== INFORMATION PROVIDED

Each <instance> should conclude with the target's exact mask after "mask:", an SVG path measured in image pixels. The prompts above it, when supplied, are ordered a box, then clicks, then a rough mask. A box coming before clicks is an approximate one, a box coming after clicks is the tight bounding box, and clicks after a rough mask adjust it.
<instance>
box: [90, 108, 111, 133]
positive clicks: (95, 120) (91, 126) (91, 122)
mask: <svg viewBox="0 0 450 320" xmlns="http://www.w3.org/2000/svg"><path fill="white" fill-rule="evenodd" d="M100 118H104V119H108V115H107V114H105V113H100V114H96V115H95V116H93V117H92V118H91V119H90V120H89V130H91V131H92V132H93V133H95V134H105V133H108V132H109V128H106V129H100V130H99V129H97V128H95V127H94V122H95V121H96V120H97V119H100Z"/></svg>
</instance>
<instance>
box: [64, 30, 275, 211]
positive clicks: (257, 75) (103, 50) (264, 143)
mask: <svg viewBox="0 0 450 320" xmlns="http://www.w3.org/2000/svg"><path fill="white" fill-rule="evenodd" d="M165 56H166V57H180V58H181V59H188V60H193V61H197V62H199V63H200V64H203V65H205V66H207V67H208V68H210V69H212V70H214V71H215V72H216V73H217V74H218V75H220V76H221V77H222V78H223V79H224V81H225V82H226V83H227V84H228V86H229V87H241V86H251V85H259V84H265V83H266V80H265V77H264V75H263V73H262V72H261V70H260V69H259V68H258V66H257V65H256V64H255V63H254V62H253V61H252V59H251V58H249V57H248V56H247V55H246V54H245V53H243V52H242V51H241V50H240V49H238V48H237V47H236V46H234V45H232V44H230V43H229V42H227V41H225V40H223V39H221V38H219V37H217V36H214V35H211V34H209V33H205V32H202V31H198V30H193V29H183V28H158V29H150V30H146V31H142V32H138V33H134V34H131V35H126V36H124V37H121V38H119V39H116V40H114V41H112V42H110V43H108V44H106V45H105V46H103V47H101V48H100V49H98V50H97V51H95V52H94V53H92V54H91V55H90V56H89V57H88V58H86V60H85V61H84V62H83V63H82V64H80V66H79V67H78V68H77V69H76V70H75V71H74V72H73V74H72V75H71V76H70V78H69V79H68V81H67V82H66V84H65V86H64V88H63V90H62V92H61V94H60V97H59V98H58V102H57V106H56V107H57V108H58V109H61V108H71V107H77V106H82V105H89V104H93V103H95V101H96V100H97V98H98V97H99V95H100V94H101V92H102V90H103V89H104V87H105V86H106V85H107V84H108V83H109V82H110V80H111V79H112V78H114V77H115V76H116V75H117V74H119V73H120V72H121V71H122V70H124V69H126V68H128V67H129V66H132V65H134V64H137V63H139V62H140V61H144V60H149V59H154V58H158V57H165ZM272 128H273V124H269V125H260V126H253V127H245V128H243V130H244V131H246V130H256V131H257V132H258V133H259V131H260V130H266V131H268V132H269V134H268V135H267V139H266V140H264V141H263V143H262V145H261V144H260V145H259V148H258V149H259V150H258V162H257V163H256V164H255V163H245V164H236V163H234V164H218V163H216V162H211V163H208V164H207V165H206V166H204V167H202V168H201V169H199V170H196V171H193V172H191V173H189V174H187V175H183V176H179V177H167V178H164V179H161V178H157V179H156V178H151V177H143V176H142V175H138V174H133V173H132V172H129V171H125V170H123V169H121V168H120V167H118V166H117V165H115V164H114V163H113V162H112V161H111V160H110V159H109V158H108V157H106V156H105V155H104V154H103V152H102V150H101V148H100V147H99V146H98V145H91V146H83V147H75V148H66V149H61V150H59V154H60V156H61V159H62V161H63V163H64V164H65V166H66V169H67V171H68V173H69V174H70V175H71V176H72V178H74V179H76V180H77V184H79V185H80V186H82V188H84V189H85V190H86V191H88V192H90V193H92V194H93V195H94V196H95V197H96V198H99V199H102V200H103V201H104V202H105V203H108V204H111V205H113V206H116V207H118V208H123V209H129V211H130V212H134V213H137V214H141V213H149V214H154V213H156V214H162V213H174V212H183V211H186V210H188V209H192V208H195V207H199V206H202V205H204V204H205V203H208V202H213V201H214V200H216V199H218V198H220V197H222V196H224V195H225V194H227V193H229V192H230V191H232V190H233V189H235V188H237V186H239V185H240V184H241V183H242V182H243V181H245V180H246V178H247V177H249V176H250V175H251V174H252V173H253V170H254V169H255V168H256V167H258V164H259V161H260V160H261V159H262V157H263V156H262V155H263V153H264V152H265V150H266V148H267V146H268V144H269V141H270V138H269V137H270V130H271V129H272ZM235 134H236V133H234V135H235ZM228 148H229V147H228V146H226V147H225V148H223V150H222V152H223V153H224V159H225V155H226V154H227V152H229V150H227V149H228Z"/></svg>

====

Nothing added, nothing dropped: copy the data above.

Each <instance> should conclude with the target's exact mask after "mask:", an SVG path measured in image pixels. The prompts above it, when supplied, are ordered a box, then clicks, then a rough mask. A box coming before clicks is an approximate one, a box coming after clicks is the tight bounding box, and clicks after a rough mask adjust it.
<instance>
box: [90, 108, 111, 133]
positive clicks: (95, 120) (91, 126) (91, 122)
mask: <svg viewBox="0 0 450 320" xmlns="http://www.w3.org/2000/svg"><path fill="white" fill-rule="evenodd" d="M100 118H104V119H108V115H107V114H105V113H100V114H96V115H95V116H93V117H92V118H91V119H90V120H89V130H91V131H92V132H93V133H95V134H105V133H108V132H109V128H106V129H100V130H99V129H97V128H95V127H94V122H95V121H96V120H97V119H100Z"/></svg>
</instance>
<instance>
box: [64, 30, 275, 211]
positive clicks: (257, 75) (103, 50) (264, 143)
mask: <svg viewBox="0 0 450 320" xmlns="http://www.w3.org/2000/svg"><path fill="white" fill-rule="evenodd" d="M165 56H166V57H180V58H181V59H188V60H193V61H197V62H199V63H200V64H203V65H205V66H207V67H208V68H210V69H212V70H214V71H215V72H216V73H217V74H218V75H220V76H221V77H222V78H223V79H224V81H225V82H226V83H227V84H228V86H229V87H241V86H251V85H259V84H265V83H266V80H265V77H264V75H263V73H262V72H261V70H260V69H259V68H258V66H257V65H256V64H255V63H254V62H253V61H252V59H251V58H249V57H248V56H247V55H246V54H245V53H243V52H242V51H241V50H240V49H238V48H237V47H236V46H234V45H232V44H230V43H229V42H227V41H225V40H223V39H221V38H219V37H217V36H214V35H211V34H209V33H205V32H202V31H198V30H193V29H183V28H158V29H150V30H146V31H142V32H138V33H134V34H131V35H126V36H124V37H121V38H119V39H116V40H114V41H112V42H110V43H108V44H106V45H105V46H103V47H101V48H100V49H98V50H97V51H95V52H94V53H92V54H91V55H90V56H89V57H88V58H86V60H85V61H84V62H83V63H82V64H80V66H79V67H78V68H77V69H76V70H75V71H74V72H73V74H72V75H71V76H70V78H69V79H68V81H67V82H66V84H65V86H64V88H63V90H62V92H61V94H60V97H59V98H58V102H57V106H56V107H57V108H58V109H61V108H71V107H77V106H82V105H89V104H93V103H95V101H96V100H97V98H98V97H99V95H100V94H101V92H102V90H103V89H104V87H105V86H106V85H107V84H108V83H109V82H110V80H111V79H112V78H114V77H115V76H116V75H117V74H119V73H120V72H121V71H122V70H124V69H126V68H128V67H129V66H132V65H134V64H137V63H139V62H140V61H144V60H149V59H154V58H158V57H165ZM272 128H273V124H269V125H260V126H253V127H245V128H243V130H244V131H246V130H256V131H257V132H258V133H259V131H260V130H266V131H268V132H269V134H268V135H267V139H266V140H264V141H263V143H262V145H261V144H260V145H259V148H258V149H259V150H258V162H257V163H256V164H255V163H245V164H236V163H234V164H218V163H216V162H211V163H208V164H207V165H206V166H204V167H202V168H201V169H199V170H196V171H193V172H191V173H189V174H187V175H183V176H179V177H167V178H164V179H161V178H157V179H156V178H151V177H143V176H142V175H138V174H133V173H132V172H129V171H125V170H123V169H121V168H120V167H118V166H117V165H115V164H114V163H113V162H112V161H111V160H110V159H109V158H108V157H106V156H105V155H104V154H103V152H102V150H101V148H100V147H99V146H98V145H91V146H83V147H75V148H66V149H61V150H59V154H60V156H61V159H62V161H63V163H64V164H65V166H66V169H67V171H68V173H69V174H70V175H71V176H72V178H74V179H76V180H77V184H79V185H80V186H82V188H84V189H85V190H86V191H88V192H90V193H92V194H93V195H94V196H95V197H96V198H99V199H102V200H103V201H104V202H105V203H108V204H111V205H113V206H116V207H118V208H123V209H129V211H130V212H134V213H137V214H141V213H149V214H154V213H156V214H162V213H174V212H183V211H186V210H188V209H192V208H195V207H199V206H202V205H204V204H205V203H208V202H213V201H214V200H216V199H218V198H220V197H222V196H224V195H225V194H227V193H229V192H230V191H232V190H233V189H235V188H237V186H239V185H240V184H241V183H242V182H243V181H245V180H246V178H247V177H249V176H250V175H251V174H252V173H253V170H254V169H255V168H256V167H258V164H259V161H260V160H261V159H262V157H263V156H262V155H263V153H264V152H265V150H266V148H267V146H268V144H269V141H270V138H269V137H270V130H271V129H272ZM235 134H236V133H234V135H235ZM228 148H229V147H228V146H226V147H225V148H223V150H222V152H223V153H224V159H225V155H226V154H227V152H229V150H227V149H228Z"/></svg>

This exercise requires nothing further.